The other Silicon Valleys
Israel, Russia, Saudi Arabia, Sweden or England: where will the next innovation hub be?
Now, it’s not just Santa Clara Valley. At some point, the Silicon Valley – the ultimate technology incubator – will have lost out. Or, at least, share its primacy. But with whom?
The new Digital Economy & Society Index (DESI), published by the European Commission on Feb. 26, shows that digitalization is now a global phenomenon. And innovation grows with it.
Sure, there are more advanced areas. Overall, the EU received a score of 0.52 out of 1 and all Countries improved their scores, excepting Sweden which anyway confirmed its position among the winners.
According to these data, it’s reasonable to expect that the most digitized and dynamic centers will run to become the next capital of innovation. Currently - inside and outside Europe - there are some candidates who are pressing to impose themselves. And we can call them “the new Silicon Valleys”.
Tel Aviv
It’s mostly the northeastern neighborhood of Ramat HaHayal, where some of the leading global high-tech firms have research and development offices. The American and European start-ups are the product of genius and private initiative, while in Israel they are a collective enterprise that defines the economy of a nation. As the kibbutz in the ‘50s.
Today, in fact, Israel dedicates to research and development more than 4.4% of its GDP (the highest score in the OECD countries), and the Ministry of Economy spends around $ 450 million for new start-ups. This public investment, combined with the initiative of multinational and private companies, makes a country of just 7.8 million inhabitants - and with serious geopolitical problems - an innovative center where every year more than 500 start-ups are founded. It ranked fifth in the last Global Startup Ecosystem Report, the world ranking of the best ecosystems for start-ups.
Skolkovo
In the Soviet era, Russian science and technology were lavished with money and resources. The Cold War played a key role in maintaining a competitive and innovative spirit, but in post-communism this spirit has virtually dried up. Now the hope of reversing Russia’s fortune is represented by a small town near Moscow: Skolkovo.

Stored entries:
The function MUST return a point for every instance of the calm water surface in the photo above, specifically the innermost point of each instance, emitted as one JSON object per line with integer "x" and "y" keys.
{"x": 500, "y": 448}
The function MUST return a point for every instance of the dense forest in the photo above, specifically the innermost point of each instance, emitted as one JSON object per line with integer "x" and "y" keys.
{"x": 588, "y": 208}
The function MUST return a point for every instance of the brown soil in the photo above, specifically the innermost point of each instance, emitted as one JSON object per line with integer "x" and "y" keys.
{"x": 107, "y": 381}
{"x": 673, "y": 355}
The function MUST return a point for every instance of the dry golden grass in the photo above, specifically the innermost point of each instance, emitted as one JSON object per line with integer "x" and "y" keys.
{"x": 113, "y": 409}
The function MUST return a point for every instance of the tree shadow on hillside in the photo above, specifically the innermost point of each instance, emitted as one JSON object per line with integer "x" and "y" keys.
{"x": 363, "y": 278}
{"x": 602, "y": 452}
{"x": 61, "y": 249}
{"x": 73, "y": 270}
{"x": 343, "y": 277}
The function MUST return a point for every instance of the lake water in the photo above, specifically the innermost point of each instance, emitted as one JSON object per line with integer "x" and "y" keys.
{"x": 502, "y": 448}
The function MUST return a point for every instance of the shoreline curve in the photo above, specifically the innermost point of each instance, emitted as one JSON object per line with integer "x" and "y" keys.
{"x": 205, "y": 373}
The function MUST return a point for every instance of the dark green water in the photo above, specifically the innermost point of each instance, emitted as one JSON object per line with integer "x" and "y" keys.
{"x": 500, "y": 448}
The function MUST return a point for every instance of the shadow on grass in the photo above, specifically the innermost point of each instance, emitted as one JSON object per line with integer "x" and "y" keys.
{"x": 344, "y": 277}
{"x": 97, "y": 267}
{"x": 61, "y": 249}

Work instructions -> Extract the full article on the other Silicon Valleys, copying it word for word. The rows were taken from a different source than the article.

Solution for this exercise ->
The other Silicon Valleys
Israel, Russia, Saudi Arabia, Sweden or England: where will the next innovation hub be?
Now, it’s not just Santa Clara Valley. At some point, the Silicon Valley – the ultimate technology incubator – will have lost out. Or, at least, share its primacy. But with whom?
The new Digital Economy & Society Index (DESI), published by the European Commission on Feb. 26, shows that digitalization is now a global phenomenon. And innovation grows with it.
Sure, there are more advanced areas. Overall, the EU received a score of 0.52 out of 1 and all Countries improved their scores, excepting Sweden which anyway confirmed its position among the winners.
According to these data, it’s reasonable to expect that the most digitized and dynamic centers will run to become the next capital of innovation. Currently - inside and outside Europe - there are some candidates who are pressing to impose themselves. And we can call them “the new Silicon Valleys”.
Tel Aviv
It’s mostly the northeastern neighborhood of Ramat HaHayal, where some of the leading global high-tech firms have research and development offices. The American and European start-ups are the product of genius and private initiative, while in Israel they are a collective enterprise that defines the economy of a nation. As the kibbutz in the ‘50s.
Today, in fact, Israel dedicates to research and development more than 4.4% of its GDP (the highest score in the OECD countries), and the Ministry of Economy spends around $ 450 million for new start-ups. This public investment, combined with the initiative of multinational and private companies, makes a country of just 7.8 million inhabitants - and with serious geopolitical problems - an innovative center where every year more than 500 start-ups are founded. It ranked fifth in the last Global Startup Ecosystem Report, the world ranking of the best ecosystems for start-ups.
Skolkovo
In the Soviet era, Russian science and technology were lavished with money and resources. The Cold War played a key role in maintaining a competitive and innovative spirit, but in post-communism this spirit has virtually dried up. Now the hope of reversing Russia’s fortune is represented by a small town near Moscow: Skolkovo.